Testo estratto:

>>>

Partiamo da un assunto: la comicità in tv non funziona più. O almeno non funziona più come un tempo. Ricordate gli anni d’oro di Zelig, che faceva ascolti mostruosi su Canale5? Ecco, dimentichiamoli, perché qualcosa è cambiato, nel rapporto tra spettatori televisivi e comicità.

Basti pensare che uno dei pochi baluardi rimasti in palinsesto, e persino con un certo relativo successo, è Made in Sud, una sorta di Zelig in salsa napoletana in onda su RaiDue e condotto da Gigi e Ross, Elisabetta Gregoraci e Fatima Trotta.

Bisogna dire che Made in Sud si è guadagnato la prima serata a colpi di share: da poche centinaia di migliaia di spettatori a tarda notte agli oltre due milioni (e uno share che ha toccato persino il 13%) in prima serata. Bene, bravi, bis.

Ma che comicità è, quella veicolata dal programma di RaiDue? Meridionale assai (e infatti il pubblico vive in larga parte al Sud), di troppo facile fruizione, già sentita mille volte, priva di qualsiasi intento sperimentale o anche solo vagamente innovatore. È robetta da cabaret di provincia. E non si offendano i cabaret di provincia, degnissimi incubatori di comicità, ma la comicità negli ultimi anni è cambiata tantissimo a livello globale, con l’arrivo anche dalle nostre parti della stand-up comedy e di un approccio alla risata molto più originale, ricercato, politicamente scorretto.

<<<

Dati:
>>>

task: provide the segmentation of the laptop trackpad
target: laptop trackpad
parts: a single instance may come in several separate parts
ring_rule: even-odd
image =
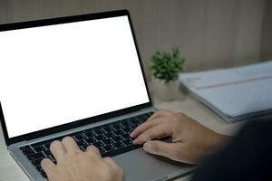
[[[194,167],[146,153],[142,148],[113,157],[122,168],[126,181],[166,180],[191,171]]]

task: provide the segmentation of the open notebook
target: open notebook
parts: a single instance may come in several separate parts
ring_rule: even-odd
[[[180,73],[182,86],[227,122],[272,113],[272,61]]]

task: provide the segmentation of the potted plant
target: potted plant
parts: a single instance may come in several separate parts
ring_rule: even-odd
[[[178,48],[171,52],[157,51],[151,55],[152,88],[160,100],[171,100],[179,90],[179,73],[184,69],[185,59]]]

<<<
>>>

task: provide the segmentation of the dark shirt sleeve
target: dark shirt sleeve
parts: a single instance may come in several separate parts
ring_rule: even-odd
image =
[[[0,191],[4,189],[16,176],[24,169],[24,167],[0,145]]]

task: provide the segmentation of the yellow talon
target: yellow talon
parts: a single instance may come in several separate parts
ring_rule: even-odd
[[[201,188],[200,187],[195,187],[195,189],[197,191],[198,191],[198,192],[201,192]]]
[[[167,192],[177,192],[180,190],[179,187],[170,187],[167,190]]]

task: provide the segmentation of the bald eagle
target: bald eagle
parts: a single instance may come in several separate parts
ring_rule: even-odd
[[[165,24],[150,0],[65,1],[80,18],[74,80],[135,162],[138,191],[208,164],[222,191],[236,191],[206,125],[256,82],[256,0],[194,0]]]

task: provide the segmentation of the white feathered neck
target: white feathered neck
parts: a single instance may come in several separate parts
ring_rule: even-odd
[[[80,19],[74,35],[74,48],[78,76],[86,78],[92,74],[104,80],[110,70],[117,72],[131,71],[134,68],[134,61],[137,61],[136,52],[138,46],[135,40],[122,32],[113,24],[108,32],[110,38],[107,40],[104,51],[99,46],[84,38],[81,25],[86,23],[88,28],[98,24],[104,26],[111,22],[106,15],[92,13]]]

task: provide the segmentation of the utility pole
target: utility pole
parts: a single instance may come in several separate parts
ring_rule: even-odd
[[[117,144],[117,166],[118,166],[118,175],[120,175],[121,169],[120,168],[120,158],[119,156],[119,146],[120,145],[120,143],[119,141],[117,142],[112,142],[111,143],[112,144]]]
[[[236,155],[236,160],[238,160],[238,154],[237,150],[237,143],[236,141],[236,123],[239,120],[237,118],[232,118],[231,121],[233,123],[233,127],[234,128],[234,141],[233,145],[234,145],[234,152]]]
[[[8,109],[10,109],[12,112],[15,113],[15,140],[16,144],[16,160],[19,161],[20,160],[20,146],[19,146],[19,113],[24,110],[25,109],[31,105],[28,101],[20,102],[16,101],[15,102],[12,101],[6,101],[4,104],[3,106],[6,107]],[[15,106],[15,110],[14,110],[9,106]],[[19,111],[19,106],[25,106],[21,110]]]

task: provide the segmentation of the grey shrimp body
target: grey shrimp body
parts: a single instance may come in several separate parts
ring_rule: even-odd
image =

<<<
>>>

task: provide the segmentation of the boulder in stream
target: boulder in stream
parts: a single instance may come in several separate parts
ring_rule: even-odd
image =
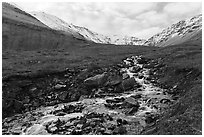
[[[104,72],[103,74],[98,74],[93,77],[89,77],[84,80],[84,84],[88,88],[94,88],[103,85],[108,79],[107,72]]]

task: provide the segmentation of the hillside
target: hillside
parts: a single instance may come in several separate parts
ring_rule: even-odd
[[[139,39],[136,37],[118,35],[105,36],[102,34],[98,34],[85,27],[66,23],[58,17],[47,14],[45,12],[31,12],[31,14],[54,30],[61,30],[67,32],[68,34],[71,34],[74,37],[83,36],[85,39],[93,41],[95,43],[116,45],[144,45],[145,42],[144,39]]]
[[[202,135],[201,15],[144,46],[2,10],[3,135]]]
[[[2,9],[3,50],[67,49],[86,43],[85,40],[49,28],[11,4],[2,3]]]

<<<

Compiti assegnati:
a. Nel tratto dell'articolo sulla comicità in tv che va da "Partiamo da un" fino a "e Fatima Trotta.", sostituisci "Zelig" con "Colorado" e riscrivi il passo.
b. Rispondi a queste domande basandoti sull'articolo sulla comicità in tv:
(i) Su quale rete va in onda Made in Sud?
(ii) Quale valore di share ha toccato il programma in prima serata?
(iii) Quale forma di comicità, secondo l'articolo, è arrivata anche dalle nostre parti?
c. Prosegui l'articolo sulla comicità in televisione a partire dalla sua ultima frase.

Risultati per compito:
a.
Partiamo da un assunto: la comicità in tv non funziona più. O almeno non funziona più come un tempo. Ricordate gli anni d’oro di Colorado, che faceva ascolti mostruosi su Canale5? Ecco, dimentichiamoli, perché qualcosa è cambiato, nel rapporto tra spettatori televisivi e comicità.

Basti pensare che uno dei pochi baluardi rimasti in palinsesto, e persino con un certo relativo successo, è Made in Sud, una sorta di Colorado in salsa napoletana in onda su RaiDue e condotto da Gigi e Ross, Elisabetta Gregoraci e Fatima Trotta.

b.
(i) Su RaiDue.
(ii) Il 13%.
(iii) La stand-up comedy.

c.
In Italia abbiamo Saverio Raimondo, talento così cristallino e corrosivo da non riuscire a trovare lo spazio che meriterebbe sulla tv generalista. Per fortuna ci sono i canali tematici e satellitari, e Raimondo conduce il suo show su Comedy Central.

Comicità volgarotta, semplice semplice, così elementare da andare bene anche per chi non è dotato di pollice opponibile. Made in Sud però ha un discreto successo, considerando anche il momento di vacche rachitiche. Come mai? È presto detto: il paese reale, quello che esiste davvero, non la proiezione fantasiosa che ci costruiamo mentalmente bazzicando i social, ama quella comicità lì. “Get over it”, direbbero in inglese. “Stacce”, risponderebbe un trasteverino. Facciamocene una ragione, dunque. Ci sono orde di ragazzotti un po’ tamarri, un po’ troppo disimpegnati, che vogliono il tormentone, la frasetta scema da usare h24 con gli amici o sui social. Vogliono la parolaccia, l’ammiccamento pecoreccio. La satira politica non tira più (resiste solo Crozza, Dio lo conservi), i balletti “zinnosi” alla Bagaglino non interessano più a nessuno (c’è internet, per togliersi certi sfizi). Made in Sud, così come Colorado su Italia1, si sono inseriti in questo enorme vuoto comico in televisione, accontentandosi di racimolare le briciole del banchetto luculliano di un tempo per tirare a campare più che dignitosamente. Innovazione? Per carità, qua “teniamo famiglia”. L’importante è portare a casa un risultato decente che ci permetta di riproporre il programma la stagione successiva.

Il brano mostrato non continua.